> _Supplied entries_:
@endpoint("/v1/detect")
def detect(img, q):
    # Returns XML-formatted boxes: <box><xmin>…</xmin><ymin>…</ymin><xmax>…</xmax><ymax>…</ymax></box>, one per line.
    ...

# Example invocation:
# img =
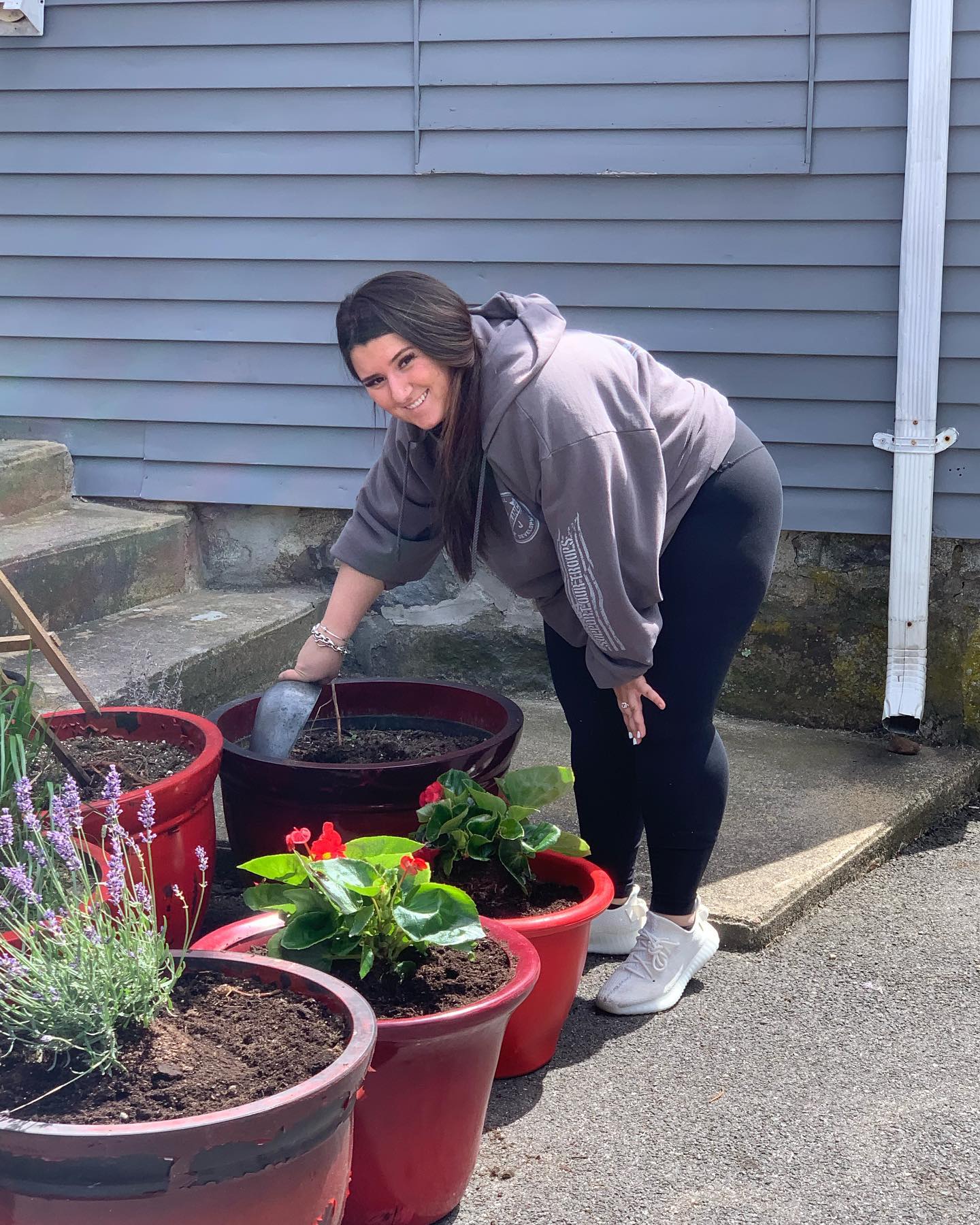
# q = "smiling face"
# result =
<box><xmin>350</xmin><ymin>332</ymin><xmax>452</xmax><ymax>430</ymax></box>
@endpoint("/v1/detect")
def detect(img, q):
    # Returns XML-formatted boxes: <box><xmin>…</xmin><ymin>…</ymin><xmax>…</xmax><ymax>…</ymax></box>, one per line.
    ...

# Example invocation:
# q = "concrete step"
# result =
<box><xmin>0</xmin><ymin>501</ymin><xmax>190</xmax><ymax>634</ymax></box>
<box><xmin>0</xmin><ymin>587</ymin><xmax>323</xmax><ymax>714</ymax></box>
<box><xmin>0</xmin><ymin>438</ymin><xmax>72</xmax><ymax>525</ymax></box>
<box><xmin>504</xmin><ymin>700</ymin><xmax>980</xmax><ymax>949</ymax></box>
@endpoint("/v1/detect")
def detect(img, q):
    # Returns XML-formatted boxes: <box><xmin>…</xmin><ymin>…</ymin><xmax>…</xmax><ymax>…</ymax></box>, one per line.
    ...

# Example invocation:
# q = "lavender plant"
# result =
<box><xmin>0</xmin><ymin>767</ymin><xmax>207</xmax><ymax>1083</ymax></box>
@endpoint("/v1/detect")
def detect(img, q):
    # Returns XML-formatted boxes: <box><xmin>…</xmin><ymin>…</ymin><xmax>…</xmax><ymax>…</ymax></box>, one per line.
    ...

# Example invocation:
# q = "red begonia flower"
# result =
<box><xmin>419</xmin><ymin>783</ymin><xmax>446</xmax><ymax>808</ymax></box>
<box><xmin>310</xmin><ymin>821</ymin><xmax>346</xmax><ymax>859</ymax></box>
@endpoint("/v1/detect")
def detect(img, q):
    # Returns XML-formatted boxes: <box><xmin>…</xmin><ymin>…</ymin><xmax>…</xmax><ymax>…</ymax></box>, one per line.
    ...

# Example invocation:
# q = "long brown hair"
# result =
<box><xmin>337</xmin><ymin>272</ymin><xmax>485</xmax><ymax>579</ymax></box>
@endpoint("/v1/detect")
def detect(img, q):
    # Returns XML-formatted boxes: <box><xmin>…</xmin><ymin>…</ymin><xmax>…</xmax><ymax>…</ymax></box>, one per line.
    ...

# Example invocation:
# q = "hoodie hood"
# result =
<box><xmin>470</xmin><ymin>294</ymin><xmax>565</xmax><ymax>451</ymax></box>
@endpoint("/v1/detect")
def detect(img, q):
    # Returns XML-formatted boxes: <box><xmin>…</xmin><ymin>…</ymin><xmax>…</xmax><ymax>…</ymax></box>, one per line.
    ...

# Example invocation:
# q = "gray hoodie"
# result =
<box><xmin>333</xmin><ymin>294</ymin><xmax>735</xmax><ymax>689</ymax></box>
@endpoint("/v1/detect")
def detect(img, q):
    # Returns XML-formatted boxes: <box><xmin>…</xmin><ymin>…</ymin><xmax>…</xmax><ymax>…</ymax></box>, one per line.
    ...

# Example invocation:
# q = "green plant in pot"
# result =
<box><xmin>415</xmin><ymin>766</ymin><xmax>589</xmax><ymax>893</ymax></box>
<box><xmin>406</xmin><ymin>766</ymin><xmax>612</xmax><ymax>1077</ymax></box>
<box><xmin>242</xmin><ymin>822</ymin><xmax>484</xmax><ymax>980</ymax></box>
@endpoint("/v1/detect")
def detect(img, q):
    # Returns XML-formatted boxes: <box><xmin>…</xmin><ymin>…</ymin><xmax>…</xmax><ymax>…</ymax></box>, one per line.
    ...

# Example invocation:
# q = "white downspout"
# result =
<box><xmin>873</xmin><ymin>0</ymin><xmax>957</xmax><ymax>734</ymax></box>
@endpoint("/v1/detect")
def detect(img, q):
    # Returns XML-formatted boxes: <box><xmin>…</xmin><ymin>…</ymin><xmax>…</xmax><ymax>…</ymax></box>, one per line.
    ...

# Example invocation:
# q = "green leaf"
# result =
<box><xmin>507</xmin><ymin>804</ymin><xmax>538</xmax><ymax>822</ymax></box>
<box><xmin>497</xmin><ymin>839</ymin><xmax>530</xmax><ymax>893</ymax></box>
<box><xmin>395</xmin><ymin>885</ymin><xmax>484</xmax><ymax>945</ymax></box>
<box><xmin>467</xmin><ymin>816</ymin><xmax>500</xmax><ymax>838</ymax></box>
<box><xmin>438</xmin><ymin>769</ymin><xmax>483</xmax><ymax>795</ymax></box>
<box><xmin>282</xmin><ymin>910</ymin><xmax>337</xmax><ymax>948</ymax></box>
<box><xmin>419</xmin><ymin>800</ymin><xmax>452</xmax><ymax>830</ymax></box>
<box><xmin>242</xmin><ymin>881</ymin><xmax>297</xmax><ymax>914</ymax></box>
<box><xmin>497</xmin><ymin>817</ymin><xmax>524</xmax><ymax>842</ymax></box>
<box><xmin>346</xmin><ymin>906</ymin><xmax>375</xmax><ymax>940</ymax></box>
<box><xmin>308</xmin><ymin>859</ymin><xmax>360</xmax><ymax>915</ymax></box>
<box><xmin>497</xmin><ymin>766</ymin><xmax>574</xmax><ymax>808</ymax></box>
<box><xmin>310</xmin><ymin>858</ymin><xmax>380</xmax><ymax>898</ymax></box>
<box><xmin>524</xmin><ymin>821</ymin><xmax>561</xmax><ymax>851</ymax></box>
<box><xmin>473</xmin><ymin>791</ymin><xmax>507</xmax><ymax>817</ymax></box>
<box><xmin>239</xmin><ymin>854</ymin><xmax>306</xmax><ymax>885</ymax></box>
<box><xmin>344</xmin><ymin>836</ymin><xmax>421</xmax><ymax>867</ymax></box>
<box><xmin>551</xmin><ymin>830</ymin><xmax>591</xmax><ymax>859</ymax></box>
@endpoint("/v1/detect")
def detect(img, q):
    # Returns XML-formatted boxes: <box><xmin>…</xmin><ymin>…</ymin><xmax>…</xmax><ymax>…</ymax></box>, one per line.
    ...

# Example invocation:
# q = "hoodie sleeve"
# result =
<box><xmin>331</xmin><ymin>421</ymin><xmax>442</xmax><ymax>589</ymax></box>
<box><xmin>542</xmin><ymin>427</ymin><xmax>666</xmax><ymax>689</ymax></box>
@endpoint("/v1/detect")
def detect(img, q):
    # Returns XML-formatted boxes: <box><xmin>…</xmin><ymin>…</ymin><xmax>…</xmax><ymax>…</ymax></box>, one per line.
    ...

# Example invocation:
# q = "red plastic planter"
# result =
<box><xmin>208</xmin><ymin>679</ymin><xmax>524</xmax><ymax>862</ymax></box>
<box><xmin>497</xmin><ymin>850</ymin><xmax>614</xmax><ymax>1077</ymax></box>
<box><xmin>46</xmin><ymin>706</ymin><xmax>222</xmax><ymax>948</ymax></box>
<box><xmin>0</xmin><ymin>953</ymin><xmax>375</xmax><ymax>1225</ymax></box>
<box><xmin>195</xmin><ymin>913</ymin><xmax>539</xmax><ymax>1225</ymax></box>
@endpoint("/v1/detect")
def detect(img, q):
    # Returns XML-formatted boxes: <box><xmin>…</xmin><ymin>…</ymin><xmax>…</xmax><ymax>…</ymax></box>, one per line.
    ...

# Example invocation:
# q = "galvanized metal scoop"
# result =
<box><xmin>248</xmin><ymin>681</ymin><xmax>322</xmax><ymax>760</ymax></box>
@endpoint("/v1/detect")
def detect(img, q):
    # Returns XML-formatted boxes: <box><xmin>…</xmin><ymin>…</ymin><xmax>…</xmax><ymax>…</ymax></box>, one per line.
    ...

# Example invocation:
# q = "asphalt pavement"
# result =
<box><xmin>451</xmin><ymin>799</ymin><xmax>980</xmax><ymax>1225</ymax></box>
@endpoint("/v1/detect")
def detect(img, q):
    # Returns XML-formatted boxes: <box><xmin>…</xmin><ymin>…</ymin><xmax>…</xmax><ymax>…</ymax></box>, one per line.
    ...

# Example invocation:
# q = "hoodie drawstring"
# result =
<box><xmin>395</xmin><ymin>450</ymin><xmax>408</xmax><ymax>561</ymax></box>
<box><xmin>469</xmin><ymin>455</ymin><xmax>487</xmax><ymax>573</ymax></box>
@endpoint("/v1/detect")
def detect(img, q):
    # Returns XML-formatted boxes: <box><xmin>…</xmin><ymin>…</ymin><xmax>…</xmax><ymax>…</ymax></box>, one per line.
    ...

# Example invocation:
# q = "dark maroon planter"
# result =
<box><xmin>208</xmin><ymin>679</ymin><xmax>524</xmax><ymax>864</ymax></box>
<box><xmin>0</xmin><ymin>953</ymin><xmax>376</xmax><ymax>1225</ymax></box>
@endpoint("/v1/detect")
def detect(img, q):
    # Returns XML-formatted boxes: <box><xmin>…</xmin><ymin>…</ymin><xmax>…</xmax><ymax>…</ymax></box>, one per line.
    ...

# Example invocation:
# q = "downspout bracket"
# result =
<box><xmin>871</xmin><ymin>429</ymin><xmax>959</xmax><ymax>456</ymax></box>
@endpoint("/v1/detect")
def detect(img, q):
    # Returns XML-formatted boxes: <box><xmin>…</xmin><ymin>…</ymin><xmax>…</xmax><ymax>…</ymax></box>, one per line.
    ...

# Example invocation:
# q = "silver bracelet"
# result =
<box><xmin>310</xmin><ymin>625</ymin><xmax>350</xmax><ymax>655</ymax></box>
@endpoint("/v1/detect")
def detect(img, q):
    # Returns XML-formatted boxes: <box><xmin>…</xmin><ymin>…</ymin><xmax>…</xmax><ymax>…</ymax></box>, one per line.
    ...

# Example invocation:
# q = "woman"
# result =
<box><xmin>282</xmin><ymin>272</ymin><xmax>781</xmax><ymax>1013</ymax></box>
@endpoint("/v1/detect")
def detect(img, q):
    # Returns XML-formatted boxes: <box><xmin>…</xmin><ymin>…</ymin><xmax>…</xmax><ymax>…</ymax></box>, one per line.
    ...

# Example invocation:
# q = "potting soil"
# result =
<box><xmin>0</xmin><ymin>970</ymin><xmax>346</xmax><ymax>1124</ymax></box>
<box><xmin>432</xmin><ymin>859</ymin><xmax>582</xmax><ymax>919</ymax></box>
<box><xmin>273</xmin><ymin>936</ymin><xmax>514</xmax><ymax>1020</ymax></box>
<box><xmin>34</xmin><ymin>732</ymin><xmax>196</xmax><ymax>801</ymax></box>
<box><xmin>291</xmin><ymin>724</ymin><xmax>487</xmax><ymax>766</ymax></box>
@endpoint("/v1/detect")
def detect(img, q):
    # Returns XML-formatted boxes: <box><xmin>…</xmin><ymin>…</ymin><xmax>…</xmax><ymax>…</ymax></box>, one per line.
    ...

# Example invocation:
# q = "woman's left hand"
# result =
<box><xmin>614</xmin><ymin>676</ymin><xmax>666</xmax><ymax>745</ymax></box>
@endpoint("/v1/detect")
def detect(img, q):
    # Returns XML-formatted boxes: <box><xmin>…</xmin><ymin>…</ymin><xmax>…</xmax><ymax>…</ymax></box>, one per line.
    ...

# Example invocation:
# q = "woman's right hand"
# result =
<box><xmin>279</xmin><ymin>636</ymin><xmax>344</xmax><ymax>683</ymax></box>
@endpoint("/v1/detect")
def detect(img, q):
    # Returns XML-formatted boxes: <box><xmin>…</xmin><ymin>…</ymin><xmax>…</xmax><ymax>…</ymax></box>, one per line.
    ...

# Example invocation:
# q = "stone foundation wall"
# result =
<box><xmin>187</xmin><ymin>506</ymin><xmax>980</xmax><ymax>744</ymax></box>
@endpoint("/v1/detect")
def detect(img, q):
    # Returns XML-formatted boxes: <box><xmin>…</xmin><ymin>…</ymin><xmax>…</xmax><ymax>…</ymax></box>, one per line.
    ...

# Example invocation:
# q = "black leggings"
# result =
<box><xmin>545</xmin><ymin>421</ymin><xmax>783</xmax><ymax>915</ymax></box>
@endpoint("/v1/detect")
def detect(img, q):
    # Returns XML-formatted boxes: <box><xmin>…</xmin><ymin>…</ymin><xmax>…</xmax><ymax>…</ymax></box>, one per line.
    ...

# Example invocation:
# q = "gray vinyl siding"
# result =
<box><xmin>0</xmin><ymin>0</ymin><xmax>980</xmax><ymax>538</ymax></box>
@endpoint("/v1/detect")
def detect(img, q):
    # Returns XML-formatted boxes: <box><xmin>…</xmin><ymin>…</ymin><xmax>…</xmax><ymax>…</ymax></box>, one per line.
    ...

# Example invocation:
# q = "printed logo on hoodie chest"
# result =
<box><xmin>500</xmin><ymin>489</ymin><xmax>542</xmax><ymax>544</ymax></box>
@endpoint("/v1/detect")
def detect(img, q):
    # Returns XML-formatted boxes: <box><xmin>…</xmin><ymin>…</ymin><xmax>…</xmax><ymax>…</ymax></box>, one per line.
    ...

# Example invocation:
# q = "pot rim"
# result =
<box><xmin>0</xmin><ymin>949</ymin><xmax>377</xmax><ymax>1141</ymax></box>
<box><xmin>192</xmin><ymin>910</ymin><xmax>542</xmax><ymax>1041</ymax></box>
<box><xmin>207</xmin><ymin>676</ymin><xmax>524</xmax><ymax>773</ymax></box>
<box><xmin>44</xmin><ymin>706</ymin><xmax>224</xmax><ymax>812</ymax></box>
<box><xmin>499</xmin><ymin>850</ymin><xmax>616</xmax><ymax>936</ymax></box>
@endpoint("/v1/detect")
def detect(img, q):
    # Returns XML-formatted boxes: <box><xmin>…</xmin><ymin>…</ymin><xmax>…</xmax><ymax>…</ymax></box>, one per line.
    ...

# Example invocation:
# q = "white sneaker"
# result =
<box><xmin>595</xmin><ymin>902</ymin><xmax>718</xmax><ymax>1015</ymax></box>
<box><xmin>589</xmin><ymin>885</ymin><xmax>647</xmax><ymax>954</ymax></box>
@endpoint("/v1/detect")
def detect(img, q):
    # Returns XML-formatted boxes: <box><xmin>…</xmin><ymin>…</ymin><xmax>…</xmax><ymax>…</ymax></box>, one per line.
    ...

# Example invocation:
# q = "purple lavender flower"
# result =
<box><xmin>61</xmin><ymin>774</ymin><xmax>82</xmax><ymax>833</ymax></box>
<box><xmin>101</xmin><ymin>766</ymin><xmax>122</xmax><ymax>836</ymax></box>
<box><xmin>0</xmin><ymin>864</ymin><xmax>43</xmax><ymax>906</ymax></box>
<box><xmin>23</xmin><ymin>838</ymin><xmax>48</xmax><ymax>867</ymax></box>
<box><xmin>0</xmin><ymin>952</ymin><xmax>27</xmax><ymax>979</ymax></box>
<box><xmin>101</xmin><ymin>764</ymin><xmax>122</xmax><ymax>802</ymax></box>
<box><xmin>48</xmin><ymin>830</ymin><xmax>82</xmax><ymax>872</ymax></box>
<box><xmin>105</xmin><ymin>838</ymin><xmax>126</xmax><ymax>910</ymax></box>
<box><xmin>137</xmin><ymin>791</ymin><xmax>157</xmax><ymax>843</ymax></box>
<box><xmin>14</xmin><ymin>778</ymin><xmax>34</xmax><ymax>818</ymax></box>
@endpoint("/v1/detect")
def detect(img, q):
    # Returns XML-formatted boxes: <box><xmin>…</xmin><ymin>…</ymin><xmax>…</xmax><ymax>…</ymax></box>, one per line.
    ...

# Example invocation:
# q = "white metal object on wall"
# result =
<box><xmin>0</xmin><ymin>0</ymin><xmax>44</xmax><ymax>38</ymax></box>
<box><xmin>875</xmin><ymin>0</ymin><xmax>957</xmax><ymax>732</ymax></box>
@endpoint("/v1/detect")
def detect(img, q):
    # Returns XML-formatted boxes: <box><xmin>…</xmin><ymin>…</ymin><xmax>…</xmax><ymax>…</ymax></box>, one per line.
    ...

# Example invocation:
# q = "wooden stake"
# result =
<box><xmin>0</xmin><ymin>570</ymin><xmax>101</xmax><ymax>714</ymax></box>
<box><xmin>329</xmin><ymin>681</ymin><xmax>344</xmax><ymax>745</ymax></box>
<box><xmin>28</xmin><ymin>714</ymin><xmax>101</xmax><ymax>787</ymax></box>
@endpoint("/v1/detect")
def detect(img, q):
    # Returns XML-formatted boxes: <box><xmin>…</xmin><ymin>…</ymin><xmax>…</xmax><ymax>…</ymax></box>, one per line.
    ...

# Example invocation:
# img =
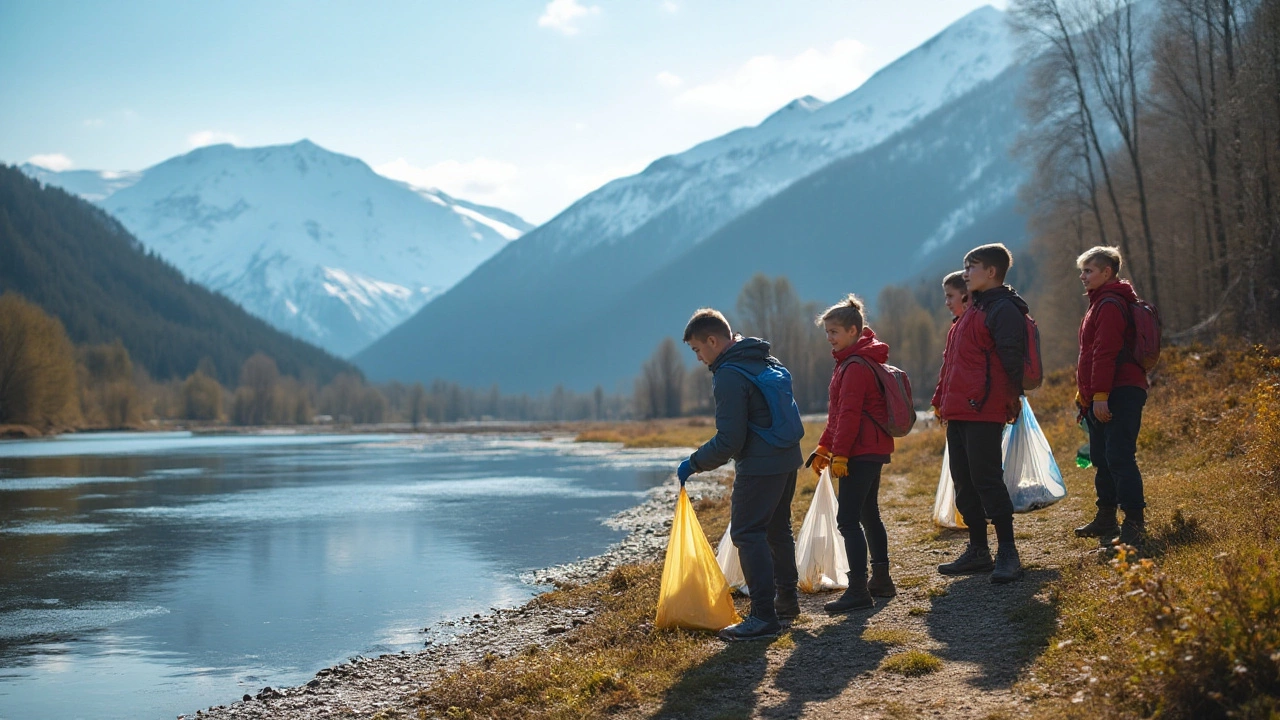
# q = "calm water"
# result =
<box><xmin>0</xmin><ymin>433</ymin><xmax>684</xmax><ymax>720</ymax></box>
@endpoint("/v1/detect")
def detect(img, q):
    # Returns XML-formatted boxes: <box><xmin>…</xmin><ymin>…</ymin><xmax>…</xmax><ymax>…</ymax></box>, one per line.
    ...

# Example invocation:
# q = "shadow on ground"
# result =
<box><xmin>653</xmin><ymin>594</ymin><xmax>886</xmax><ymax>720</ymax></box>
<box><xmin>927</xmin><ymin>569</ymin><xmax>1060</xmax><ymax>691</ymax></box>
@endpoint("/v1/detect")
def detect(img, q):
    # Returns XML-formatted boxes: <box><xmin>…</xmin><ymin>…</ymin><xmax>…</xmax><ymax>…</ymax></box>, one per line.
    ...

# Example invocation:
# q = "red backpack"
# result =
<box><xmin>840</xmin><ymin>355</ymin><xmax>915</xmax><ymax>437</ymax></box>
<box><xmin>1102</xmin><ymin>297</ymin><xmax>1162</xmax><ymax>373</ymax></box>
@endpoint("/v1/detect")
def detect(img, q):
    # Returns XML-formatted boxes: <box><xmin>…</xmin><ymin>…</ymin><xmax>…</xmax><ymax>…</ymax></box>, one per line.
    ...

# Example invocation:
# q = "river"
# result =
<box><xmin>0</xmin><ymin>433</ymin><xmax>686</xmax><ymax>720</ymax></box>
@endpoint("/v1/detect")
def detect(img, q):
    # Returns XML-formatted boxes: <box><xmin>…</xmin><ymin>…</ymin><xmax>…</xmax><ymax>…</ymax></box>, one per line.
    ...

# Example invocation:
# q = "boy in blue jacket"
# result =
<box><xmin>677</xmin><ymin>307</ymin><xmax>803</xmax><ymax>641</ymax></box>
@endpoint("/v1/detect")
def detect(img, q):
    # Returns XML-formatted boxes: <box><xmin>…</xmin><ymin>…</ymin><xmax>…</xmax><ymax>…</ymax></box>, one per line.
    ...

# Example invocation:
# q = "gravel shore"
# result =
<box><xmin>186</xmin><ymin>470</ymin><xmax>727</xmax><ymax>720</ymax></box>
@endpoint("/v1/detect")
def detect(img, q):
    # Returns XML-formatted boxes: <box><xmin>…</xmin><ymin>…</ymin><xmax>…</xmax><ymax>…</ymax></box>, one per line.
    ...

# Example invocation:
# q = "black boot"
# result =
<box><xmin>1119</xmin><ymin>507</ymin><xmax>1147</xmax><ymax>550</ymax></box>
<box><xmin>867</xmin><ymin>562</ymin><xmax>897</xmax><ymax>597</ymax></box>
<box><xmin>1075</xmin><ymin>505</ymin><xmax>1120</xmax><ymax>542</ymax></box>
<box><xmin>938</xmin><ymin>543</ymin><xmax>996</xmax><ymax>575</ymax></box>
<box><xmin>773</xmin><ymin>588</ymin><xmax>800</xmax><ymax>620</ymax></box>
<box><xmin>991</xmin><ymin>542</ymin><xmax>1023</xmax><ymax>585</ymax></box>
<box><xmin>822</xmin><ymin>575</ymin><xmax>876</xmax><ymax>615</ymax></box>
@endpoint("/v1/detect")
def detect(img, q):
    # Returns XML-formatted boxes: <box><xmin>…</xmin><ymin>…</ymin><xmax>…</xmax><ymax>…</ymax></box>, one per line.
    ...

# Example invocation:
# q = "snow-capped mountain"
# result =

> _Objective_: Count the lines in the items above that contain the string "hoodie", treating uppercase and lowercase as different. Reply with the number only.

> _Correct response_: 5